• [Work to do] Transcribe the listing word for word, covering the stretch from its first line through the line containing "(1189, 792)".

• [Point labeling listing]

━━━

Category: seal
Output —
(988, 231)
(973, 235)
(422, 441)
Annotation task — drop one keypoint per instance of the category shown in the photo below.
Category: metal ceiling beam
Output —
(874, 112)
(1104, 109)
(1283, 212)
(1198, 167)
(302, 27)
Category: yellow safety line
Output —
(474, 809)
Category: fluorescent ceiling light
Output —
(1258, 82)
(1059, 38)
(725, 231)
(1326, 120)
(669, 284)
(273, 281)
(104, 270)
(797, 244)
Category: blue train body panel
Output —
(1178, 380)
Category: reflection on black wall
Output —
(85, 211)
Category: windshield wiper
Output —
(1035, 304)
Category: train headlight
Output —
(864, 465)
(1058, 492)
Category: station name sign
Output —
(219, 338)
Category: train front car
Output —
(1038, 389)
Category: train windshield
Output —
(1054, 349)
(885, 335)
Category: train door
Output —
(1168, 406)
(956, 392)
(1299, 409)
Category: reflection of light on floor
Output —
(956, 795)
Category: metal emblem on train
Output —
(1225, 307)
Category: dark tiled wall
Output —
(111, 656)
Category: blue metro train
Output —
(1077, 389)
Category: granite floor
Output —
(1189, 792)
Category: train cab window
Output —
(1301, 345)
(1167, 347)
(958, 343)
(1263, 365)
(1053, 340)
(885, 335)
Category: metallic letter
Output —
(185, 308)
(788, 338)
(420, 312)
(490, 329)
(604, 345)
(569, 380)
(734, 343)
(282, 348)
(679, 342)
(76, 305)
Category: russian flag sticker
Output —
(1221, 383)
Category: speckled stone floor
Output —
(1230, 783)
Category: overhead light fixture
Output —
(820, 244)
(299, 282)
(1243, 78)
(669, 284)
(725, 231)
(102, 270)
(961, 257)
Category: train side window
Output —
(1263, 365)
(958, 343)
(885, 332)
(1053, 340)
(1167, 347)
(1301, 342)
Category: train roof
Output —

━━━

• [Result of this task]
Category: seal
Output —
(988, 231)
(973, 235)
(422, 441)
Annotation task — drop one keypoint per instance of the category shown in the photo below.
Category: metal ceiling beam
Output —
(874, 112)
(1104, 109)
(1283, 212)
(1198, 167)
(302, 27)
Category: yellow safety line
Output —
(474, 809)
Category: fluorescent ceiling light
Output —
(1258, 82)
(1059, 38)
(725, 231)
(1326, 120)
(669, 284)
(273, 281)
(104, 270)
(797, 244)
Category: blue train body panel
Output —
(1178, 380)
Category: reflection on black wall
Output —
(85, 211)
Category: windshield wiper
Output —
(1035, 304)
Category: train headlight
Output —
(864, 465)
(1058, 492)
Category: station name sign
Output —
(219, 338)
Category: train front car
Output —
(1038, 389)
Category: train windshield
Output —
(1054, 349)
(885, 335)
Category: train door
Output —
(1168, 406)
(956, 392)
(1299, 409)
Category: reflection of light on floor
Output —
(956, 795)
Category: metal emblem on train
Output —
(1225, 307)
Category: dark tiled wall
Output —
(111, 656)
Category: blue metro train
Output —
(1077, 389)
Category: granite floor
Output —
(1189, 792)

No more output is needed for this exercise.